- What is expected
Show every line of the items that contains the string "palm", matching case exactly.

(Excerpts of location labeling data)
+++

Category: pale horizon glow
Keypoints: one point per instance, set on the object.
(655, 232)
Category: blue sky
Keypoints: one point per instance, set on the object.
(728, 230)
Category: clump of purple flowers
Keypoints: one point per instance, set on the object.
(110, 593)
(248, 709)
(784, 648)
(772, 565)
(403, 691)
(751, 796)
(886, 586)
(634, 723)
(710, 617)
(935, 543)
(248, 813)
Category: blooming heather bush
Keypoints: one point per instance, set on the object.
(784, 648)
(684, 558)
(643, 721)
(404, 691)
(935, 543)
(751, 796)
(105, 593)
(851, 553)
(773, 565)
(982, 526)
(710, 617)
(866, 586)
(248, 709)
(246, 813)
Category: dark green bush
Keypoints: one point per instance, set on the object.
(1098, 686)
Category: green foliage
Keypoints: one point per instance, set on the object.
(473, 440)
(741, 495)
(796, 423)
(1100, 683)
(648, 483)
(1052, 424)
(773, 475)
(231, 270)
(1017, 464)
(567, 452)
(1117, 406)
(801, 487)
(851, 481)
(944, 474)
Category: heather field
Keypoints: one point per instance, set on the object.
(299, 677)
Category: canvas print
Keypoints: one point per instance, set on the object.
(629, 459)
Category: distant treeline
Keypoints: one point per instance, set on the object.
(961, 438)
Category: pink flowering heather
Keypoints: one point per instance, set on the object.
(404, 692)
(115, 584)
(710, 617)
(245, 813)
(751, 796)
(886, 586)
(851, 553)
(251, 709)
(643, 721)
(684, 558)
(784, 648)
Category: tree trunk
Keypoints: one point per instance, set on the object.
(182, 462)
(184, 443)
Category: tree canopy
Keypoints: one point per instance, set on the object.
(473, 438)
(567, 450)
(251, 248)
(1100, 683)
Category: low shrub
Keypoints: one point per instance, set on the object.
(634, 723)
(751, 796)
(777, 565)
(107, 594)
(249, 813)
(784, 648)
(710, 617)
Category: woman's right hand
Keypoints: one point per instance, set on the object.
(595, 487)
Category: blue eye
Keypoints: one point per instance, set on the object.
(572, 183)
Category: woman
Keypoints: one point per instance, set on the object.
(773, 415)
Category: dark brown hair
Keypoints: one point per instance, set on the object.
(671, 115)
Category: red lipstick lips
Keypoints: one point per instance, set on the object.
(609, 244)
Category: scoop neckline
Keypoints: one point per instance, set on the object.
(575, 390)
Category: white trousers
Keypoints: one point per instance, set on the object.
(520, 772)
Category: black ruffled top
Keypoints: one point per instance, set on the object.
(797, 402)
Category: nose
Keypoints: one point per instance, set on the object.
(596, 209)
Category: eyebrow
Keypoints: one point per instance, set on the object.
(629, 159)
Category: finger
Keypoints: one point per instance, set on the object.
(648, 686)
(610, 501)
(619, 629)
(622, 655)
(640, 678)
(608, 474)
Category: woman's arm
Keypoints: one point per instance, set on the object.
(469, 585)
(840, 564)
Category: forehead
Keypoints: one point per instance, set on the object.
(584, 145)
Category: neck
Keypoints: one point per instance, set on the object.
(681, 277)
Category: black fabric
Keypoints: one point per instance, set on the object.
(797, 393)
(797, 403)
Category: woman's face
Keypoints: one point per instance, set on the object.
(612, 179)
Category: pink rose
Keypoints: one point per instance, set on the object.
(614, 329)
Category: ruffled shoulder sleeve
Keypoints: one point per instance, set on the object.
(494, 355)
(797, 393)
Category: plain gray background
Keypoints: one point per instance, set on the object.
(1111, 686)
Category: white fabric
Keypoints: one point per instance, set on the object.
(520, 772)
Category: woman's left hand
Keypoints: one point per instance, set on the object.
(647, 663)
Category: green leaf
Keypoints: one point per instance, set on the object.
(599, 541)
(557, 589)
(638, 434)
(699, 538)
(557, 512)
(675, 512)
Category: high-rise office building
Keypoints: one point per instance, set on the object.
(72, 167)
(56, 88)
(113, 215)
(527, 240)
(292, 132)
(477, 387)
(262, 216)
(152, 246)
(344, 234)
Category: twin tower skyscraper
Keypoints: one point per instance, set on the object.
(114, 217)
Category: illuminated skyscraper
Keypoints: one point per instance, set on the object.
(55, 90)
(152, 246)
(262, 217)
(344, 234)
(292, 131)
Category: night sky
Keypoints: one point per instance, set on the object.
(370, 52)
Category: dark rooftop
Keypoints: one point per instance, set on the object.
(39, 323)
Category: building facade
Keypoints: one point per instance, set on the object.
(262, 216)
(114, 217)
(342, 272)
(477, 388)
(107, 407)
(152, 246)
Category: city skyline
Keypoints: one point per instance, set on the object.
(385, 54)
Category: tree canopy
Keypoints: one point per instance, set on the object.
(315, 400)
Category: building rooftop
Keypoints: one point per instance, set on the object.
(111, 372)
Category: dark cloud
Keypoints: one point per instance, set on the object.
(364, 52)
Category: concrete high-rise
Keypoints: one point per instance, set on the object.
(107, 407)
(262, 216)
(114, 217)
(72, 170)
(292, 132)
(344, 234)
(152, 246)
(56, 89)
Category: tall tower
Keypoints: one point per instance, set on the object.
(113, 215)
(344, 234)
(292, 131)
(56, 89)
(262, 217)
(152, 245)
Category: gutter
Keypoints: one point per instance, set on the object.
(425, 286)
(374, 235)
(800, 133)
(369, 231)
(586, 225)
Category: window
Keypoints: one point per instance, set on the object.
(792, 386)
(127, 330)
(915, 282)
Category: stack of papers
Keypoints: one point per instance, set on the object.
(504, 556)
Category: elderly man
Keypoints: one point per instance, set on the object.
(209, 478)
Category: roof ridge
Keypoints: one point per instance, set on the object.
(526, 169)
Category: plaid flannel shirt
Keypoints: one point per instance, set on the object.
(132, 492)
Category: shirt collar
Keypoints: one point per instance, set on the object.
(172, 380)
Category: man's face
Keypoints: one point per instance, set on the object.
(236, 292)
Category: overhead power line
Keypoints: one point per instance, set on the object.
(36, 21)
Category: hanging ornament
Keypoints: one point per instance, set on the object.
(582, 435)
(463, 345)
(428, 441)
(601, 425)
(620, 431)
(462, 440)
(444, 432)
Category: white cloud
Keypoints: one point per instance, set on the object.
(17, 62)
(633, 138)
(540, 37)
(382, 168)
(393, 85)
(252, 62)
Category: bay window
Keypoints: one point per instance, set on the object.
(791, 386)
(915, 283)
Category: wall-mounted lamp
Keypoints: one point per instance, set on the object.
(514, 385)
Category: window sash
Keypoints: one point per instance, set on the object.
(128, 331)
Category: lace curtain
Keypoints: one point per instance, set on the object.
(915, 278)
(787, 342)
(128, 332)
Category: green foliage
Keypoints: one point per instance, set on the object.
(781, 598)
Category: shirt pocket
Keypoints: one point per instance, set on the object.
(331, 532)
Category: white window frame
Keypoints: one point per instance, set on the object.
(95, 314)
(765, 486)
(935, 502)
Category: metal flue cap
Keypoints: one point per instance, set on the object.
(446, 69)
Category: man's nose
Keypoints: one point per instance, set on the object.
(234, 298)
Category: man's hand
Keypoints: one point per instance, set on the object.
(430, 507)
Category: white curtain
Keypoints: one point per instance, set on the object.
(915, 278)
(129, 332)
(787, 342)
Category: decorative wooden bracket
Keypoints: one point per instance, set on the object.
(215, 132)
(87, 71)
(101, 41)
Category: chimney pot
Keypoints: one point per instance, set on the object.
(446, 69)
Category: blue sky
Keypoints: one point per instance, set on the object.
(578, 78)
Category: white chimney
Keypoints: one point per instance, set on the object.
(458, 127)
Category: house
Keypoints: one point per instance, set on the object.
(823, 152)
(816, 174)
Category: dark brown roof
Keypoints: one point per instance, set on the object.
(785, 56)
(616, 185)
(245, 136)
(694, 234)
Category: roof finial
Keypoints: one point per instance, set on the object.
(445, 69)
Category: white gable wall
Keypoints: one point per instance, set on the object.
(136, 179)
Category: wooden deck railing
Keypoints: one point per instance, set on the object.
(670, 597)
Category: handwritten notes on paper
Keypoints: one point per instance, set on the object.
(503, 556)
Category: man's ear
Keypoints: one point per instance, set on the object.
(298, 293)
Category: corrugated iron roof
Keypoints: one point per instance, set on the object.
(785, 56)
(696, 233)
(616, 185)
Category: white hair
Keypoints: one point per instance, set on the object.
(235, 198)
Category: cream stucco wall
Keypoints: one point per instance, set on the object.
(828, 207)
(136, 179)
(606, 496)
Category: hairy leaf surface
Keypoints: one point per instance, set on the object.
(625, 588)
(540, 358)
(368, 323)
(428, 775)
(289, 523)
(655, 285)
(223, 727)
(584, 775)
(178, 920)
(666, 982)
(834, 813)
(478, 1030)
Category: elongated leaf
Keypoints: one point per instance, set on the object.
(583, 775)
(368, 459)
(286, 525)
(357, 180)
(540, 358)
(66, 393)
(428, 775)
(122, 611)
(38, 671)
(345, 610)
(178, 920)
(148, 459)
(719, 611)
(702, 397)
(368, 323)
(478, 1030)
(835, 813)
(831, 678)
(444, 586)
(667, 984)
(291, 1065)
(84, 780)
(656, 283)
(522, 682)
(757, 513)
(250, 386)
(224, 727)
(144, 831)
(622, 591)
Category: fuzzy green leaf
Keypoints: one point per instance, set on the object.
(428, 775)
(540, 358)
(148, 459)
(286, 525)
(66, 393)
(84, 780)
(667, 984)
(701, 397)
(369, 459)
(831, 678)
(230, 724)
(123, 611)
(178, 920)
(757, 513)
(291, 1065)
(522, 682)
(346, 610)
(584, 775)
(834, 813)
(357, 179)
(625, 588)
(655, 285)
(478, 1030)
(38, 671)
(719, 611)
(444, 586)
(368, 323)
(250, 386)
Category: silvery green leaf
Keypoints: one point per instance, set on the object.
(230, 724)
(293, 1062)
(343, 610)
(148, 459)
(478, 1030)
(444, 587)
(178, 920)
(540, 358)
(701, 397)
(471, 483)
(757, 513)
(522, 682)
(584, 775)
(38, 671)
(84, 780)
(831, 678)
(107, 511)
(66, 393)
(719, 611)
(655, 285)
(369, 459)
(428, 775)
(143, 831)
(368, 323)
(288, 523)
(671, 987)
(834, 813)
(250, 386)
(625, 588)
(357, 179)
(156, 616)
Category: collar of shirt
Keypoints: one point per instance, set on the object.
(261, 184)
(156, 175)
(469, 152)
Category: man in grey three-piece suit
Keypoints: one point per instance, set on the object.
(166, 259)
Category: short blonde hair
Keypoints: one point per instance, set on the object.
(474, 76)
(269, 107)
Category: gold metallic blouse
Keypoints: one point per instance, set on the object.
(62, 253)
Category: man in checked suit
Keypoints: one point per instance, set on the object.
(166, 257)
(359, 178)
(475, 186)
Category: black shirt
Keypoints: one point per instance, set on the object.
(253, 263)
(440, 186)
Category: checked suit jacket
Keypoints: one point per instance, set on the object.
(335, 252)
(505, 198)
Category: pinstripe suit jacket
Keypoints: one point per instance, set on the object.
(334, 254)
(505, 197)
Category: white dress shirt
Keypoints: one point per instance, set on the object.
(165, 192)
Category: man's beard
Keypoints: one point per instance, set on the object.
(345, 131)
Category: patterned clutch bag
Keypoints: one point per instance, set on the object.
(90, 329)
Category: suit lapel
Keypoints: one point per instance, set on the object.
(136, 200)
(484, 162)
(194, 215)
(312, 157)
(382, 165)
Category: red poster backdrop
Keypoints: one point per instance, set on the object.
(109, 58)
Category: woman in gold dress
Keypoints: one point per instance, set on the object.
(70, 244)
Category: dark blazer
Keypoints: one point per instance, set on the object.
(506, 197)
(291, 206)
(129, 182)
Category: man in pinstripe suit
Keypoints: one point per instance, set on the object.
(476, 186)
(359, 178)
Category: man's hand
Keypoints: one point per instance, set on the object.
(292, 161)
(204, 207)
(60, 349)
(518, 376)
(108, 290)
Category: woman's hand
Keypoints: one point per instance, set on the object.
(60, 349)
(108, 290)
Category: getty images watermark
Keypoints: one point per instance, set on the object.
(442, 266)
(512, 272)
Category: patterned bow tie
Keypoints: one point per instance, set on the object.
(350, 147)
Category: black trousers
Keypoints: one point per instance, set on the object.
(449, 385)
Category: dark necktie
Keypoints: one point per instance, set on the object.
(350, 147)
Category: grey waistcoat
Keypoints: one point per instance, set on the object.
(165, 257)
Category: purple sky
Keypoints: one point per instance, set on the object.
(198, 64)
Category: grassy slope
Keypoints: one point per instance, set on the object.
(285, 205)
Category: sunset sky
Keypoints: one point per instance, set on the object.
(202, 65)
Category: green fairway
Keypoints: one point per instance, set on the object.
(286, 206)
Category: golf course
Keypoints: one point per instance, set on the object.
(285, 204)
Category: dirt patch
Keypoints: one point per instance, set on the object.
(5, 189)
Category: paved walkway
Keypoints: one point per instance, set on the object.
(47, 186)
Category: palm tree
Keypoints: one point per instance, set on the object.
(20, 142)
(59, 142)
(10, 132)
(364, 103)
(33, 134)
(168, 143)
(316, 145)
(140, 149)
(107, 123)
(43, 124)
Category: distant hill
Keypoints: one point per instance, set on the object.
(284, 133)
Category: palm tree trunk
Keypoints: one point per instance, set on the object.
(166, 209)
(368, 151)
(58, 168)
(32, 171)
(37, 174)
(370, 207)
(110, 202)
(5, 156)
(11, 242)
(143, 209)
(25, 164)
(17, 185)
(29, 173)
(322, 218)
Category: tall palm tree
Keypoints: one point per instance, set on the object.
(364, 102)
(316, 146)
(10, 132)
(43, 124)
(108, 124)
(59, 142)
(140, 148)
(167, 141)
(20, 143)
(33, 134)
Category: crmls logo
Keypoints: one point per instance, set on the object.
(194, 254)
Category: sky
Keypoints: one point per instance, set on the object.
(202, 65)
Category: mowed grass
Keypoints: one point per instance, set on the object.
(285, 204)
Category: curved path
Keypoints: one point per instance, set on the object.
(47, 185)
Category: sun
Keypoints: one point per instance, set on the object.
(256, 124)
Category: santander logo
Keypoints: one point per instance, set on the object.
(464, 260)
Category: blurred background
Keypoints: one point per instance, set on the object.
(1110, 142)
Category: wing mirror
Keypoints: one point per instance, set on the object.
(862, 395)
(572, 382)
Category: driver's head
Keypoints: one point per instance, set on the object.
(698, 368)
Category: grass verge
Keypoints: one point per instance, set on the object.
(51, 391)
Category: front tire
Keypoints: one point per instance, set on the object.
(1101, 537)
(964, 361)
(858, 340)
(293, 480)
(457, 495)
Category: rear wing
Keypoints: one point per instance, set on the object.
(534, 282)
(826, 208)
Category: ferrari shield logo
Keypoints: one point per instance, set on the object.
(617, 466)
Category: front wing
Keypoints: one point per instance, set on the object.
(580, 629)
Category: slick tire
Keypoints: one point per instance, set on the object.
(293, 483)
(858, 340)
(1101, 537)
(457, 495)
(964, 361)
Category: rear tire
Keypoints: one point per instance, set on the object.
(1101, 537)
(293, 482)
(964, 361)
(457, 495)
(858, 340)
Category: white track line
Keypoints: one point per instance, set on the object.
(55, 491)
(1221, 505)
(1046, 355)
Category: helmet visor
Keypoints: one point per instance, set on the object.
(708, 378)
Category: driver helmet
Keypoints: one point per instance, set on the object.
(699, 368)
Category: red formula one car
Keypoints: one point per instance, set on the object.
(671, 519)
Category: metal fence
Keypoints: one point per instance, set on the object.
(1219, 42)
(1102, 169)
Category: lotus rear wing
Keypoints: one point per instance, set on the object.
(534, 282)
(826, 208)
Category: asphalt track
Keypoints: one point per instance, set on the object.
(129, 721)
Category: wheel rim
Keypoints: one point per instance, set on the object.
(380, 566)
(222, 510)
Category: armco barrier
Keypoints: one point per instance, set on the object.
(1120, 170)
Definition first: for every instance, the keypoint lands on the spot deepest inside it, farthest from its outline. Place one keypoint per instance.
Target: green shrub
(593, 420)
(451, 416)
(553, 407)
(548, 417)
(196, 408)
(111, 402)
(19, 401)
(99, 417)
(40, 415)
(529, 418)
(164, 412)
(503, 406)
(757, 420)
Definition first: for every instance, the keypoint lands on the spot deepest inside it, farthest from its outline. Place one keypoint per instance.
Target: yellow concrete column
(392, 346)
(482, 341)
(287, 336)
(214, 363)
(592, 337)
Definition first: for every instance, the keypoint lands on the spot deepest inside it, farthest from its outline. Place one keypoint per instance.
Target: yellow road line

+++

- Solved problem
Category: palm tree
Category: palm tree trunk
Category: tall palm tree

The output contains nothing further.